◆ Task goal
How many lines in the entries below contain the string "swimmer"? Reply with the number only.

◆ Dataset excerpts
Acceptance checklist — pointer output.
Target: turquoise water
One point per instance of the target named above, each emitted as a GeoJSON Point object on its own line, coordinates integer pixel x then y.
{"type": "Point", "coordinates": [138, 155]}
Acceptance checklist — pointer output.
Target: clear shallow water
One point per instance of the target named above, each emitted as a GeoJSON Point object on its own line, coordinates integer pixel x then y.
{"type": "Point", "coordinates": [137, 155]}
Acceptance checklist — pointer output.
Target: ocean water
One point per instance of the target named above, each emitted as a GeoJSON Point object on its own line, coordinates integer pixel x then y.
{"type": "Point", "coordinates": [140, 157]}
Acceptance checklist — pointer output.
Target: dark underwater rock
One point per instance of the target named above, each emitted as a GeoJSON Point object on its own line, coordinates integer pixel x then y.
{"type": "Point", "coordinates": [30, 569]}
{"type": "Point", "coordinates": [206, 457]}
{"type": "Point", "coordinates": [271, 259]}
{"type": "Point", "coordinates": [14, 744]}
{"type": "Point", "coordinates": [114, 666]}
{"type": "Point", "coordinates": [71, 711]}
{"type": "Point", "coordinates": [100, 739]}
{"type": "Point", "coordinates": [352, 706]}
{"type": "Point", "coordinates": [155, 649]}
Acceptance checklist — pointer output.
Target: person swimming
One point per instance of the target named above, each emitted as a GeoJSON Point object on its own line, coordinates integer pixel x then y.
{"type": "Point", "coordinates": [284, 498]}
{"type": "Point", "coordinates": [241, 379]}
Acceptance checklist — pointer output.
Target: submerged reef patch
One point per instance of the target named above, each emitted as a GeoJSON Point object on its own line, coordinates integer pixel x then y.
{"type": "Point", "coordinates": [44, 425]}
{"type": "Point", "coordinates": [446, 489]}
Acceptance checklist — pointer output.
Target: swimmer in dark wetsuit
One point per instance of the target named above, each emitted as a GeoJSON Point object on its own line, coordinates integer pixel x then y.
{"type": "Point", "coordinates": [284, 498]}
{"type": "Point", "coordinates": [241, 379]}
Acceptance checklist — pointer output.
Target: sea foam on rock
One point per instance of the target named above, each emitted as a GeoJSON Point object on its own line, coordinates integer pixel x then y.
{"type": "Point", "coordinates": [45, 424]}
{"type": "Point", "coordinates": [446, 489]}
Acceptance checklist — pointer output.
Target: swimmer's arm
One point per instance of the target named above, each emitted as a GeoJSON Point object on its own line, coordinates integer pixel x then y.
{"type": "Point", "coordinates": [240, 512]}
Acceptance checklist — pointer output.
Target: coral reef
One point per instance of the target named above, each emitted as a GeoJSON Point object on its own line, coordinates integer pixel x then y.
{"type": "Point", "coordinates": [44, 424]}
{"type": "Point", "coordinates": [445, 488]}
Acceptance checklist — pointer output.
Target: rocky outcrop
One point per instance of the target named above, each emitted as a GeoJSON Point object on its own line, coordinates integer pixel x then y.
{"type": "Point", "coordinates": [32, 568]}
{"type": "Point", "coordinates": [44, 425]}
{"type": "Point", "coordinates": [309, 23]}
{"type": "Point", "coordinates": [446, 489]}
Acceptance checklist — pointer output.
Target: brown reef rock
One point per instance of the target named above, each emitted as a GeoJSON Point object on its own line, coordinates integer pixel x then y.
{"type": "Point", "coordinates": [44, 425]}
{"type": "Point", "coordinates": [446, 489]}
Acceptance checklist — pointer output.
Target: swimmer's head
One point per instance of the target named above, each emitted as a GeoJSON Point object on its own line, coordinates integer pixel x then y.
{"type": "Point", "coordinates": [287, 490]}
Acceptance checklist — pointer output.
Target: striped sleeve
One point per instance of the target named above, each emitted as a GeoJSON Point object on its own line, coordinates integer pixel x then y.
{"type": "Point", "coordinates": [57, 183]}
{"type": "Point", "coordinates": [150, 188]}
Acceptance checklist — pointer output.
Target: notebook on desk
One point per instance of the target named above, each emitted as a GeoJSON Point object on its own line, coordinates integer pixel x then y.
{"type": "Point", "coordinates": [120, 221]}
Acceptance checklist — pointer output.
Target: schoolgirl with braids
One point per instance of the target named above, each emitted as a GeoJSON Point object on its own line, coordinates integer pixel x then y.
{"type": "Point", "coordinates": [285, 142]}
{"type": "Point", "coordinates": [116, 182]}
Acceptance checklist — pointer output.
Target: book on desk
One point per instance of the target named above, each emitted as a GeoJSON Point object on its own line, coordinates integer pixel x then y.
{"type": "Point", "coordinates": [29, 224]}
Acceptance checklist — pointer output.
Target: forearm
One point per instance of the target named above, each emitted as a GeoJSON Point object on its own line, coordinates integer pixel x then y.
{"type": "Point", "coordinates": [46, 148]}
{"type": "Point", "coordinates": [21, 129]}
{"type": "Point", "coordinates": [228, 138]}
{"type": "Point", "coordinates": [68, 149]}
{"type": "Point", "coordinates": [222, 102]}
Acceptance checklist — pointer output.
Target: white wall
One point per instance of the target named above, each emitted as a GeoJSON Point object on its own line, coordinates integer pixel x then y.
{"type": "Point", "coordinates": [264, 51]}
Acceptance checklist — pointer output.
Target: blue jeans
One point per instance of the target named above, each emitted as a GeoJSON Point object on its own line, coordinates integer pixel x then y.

◆ Correct answer
3